====== DOCUMENT SECTION ======

Bank of America's estimate of global economic growth for 2020 quickly turned bleaker on account of the expanding COVID-19 outbreak, with the bank now forecasting 2.8% global GDP growth for the year.

It pointed out this is its first sub-3% reading since the Great Recession and financial crisis of 2008 that ended in mid-2009. Economists from the bank's Global Research unit expect world GDP, excluding China, to improve by only 2.2%, also the lowest since the Great Recession. They see China's GDP growth at only 5.2% in 2020 compared to 5.9% in 2019.

The trigger for this more pessimistic outlook is the COVID-19 outbreak, which has brought China's economy to a screeching halt since mid-January, and that now seems on the cusp of a widespread outbreak in the United States.

Adding to COVID-19's economic misery are "large spillover effects" crimping supply as a result of the still-raging U.S-China trade war launched by U.S. President Donald Trump in early 2018; persistent political uncertainty due to the November 3 presidential election in the U.S. and economic weakness in Japan and some regions of South America.

======

▶ **WORK TASK**: For each statement, say whether it agrees with the article on Bank of America's 2020 growth forecast. Answer yes or no, and quote the words from the article that decide it. (a) The bank expects China's GDP to grow 5.2% in 2020. (b) The bank forecasts world GDP excluding China to grow 2.8% in 2020. (c) The U.S.-China trade war began in early 2019.

====== RECORDS PROVIDED ======

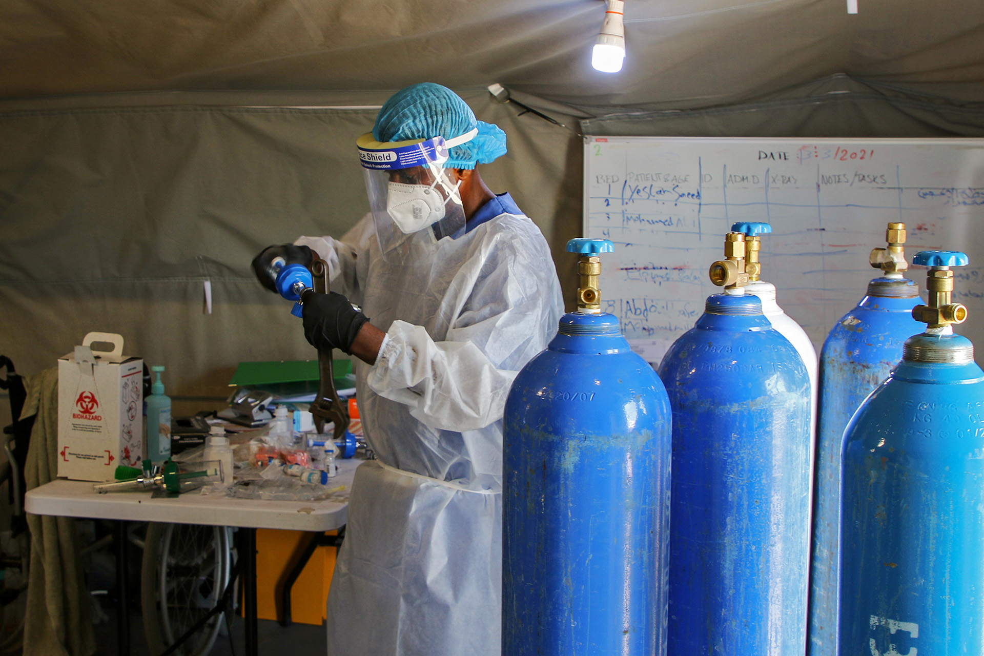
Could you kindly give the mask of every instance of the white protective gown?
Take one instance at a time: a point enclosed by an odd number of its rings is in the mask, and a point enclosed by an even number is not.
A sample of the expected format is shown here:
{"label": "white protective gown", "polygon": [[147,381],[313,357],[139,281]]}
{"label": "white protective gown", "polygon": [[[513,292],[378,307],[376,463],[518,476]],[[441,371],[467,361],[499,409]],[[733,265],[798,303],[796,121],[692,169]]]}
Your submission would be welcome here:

======

▶ **PROBLEM SOLUTION**:
(a) Yes: "They see China's GDP growth at only 5.2% in 2020"
(b) No: "expect world GDP, excluding China, to improve by only 2.2%"
(c) No: "launched by U.S. President Donald Trump in early 2018"